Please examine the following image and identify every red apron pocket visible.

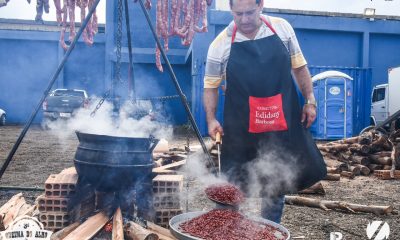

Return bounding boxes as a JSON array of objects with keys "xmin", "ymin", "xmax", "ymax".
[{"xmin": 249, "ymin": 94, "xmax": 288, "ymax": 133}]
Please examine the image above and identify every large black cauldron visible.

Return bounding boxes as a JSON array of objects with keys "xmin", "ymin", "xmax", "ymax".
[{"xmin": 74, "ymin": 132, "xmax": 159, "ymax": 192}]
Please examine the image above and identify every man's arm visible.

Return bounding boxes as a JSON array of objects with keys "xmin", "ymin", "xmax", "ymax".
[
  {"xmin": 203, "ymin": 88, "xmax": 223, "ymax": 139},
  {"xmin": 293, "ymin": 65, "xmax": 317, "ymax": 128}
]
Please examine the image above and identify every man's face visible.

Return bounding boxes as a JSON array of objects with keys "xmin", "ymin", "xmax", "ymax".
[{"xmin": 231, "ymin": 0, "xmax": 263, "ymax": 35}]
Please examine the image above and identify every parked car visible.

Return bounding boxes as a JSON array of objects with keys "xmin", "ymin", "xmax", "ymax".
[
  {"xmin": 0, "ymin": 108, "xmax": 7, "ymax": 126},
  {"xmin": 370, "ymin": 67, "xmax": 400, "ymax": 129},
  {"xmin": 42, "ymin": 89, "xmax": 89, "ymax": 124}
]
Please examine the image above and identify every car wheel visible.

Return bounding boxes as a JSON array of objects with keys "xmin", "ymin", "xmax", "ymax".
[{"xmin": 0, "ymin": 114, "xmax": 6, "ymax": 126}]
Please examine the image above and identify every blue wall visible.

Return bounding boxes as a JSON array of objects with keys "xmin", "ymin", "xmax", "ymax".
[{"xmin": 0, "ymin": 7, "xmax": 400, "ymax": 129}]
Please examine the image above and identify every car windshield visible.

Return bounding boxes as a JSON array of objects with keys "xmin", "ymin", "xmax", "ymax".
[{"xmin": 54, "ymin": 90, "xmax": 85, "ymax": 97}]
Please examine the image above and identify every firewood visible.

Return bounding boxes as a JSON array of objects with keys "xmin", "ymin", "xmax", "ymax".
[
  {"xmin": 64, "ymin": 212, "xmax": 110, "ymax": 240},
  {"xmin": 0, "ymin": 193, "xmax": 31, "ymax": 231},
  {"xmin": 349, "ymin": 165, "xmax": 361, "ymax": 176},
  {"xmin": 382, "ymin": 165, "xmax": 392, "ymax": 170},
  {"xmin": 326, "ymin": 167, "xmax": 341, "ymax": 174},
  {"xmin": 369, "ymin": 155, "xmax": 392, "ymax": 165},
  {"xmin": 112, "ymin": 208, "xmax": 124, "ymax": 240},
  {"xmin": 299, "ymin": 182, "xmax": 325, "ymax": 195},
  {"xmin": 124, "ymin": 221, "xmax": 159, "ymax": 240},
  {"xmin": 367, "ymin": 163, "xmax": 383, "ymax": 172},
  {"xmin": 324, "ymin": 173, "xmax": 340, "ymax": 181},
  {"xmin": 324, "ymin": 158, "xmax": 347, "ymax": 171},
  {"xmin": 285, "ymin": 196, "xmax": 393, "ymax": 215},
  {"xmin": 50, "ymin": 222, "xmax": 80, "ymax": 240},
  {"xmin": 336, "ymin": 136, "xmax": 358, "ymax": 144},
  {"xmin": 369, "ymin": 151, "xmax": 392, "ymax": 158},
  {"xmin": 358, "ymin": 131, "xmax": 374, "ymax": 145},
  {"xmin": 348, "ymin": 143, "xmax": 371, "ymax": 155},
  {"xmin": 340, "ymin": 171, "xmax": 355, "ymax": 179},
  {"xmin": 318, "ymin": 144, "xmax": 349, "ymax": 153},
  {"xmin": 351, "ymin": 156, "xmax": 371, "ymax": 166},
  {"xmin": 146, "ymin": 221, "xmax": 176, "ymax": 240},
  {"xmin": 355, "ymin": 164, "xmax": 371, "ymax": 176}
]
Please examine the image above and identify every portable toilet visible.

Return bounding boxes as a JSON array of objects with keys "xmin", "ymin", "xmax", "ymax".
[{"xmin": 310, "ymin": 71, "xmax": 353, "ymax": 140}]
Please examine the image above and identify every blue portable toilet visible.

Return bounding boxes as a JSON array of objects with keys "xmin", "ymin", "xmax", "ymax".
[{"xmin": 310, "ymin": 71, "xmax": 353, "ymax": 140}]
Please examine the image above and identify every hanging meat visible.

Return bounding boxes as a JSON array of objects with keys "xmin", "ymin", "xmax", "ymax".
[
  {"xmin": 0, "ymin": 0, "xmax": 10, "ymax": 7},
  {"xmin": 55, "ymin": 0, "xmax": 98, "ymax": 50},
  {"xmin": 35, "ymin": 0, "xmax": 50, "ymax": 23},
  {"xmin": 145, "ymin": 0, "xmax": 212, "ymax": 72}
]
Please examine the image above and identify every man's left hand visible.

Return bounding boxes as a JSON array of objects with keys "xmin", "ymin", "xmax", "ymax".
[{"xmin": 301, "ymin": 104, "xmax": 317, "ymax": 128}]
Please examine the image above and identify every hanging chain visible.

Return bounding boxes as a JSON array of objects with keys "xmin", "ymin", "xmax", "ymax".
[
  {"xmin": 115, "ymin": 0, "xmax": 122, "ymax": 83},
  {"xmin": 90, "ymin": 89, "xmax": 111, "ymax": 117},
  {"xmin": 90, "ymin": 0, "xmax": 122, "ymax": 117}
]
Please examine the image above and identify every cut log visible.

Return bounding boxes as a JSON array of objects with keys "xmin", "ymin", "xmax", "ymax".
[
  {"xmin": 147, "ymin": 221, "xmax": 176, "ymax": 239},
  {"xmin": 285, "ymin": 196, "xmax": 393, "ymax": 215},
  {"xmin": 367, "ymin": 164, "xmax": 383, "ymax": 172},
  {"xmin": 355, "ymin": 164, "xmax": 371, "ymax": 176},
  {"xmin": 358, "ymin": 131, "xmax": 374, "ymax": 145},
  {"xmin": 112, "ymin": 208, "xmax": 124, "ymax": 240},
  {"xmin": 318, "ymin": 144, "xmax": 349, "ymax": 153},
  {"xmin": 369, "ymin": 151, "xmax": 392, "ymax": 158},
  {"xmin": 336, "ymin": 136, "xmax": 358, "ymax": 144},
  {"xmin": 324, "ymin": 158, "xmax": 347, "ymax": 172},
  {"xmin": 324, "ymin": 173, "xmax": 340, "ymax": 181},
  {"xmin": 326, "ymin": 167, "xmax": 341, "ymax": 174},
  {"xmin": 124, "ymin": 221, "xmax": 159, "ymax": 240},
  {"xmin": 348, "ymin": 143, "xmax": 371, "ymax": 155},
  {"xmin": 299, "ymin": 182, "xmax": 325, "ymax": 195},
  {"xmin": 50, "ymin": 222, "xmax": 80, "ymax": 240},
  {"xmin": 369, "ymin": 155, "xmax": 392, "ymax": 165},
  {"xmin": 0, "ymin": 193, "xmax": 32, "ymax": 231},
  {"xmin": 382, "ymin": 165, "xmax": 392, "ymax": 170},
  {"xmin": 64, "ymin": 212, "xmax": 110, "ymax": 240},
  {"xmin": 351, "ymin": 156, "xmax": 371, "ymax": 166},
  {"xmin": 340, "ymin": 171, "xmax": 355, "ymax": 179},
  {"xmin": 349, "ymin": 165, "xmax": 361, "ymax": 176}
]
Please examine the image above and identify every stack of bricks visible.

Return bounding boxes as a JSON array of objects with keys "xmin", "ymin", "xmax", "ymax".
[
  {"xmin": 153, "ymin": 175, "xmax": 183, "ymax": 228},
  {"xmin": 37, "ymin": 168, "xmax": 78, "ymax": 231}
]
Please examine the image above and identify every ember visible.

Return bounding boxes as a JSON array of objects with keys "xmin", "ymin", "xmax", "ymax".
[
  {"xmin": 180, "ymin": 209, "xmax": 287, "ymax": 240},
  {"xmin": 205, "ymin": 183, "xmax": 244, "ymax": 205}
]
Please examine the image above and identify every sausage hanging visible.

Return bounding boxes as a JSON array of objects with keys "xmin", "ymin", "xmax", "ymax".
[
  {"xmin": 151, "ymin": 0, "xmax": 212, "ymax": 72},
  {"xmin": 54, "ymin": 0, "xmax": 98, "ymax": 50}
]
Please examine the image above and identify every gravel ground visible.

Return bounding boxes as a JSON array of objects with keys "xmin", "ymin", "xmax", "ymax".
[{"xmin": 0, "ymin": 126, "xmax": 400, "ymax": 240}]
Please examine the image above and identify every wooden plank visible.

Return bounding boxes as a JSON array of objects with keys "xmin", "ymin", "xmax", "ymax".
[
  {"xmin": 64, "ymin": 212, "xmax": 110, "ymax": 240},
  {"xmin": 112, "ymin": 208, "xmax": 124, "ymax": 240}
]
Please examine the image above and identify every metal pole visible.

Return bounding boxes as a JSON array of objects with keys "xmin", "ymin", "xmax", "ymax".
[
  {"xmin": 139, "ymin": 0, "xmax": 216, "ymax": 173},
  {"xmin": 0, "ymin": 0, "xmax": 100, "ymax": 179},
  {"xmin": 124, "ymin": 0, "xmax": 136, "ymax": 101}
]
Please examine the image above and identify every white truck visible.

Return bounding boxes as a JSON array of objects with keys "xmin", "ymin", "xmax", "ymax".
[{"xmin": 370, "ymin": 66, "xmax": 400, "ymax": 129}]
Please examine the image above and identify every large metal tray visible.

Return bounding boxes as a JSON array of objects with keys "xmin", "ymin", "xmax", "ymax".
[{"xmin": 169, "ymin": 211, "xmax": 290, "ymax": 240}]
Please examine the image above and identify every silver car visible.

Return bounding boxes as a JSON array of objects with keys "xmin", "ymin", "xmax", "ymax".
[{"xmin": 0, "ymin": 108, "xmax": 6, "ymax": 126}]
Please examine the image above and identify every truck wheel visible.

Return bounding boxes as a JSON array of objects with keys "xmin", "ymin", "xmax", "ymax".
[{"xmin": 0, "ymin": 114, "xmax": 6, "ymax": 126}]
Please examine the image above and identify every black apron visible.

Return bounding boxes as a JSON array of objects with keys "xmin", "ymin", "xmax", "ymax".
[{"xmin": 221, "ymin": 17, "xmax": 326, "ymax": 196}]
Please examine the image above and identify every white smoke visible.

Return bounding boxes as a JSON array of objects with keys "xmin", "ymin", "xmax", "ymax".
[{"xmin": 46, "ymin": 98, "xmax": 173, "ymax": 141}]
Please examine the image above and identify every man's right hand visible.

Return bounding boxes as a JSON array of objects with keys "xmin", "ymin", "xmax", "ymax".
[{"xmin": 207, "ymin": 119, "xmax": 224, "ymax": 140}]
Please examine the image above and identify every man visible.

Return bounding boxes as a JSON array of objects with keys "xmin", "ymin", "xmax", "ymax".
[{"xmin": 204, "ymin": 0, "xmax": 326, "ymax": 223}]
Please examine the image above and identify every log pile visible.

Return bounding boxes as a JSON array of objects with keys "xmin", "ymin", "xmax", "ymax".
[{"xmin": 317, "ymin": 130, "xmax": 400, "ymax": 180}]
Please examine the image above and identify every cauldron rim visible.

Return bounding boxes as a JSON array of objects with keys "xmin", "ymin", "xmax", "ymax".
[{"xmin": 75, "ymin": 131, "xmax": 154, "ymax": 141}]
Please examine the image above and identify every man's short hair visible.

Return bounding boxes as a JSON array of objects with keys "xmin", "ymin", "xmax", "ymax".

**STATED TASK:**
Edit the data starting at the line that contains "Please examine the image above and identify every log" and ending at the end of the data: give those lines again with "log pile" changed to "woodpile" and nothing else altered.

**ANSWER TO THE PROBLEM:**
Please examine the image above and identify every woodpile visible.

Return bounding boxes as a JSON array of objects with keys "xmin", "ymin", "xmax", "ymax".
[{"xmin": 317, "ymin": 130, "xmax": 400, "ymax": 180}]
Please examine the image above and identify every cauldron rim visible.

Return bounding boxes as a JSON array of objects with keys "xmin", "ymin", "xmax", "ymax".
[{"xmin": 75, "ymin": 131, "xmax": 154, "ymax": 141}]
Please examine the image above and identify every man's short hair visible.

Return bounding boxes as a JSON array of objects with keys "xmin", "ymin", "xmax", "ymax".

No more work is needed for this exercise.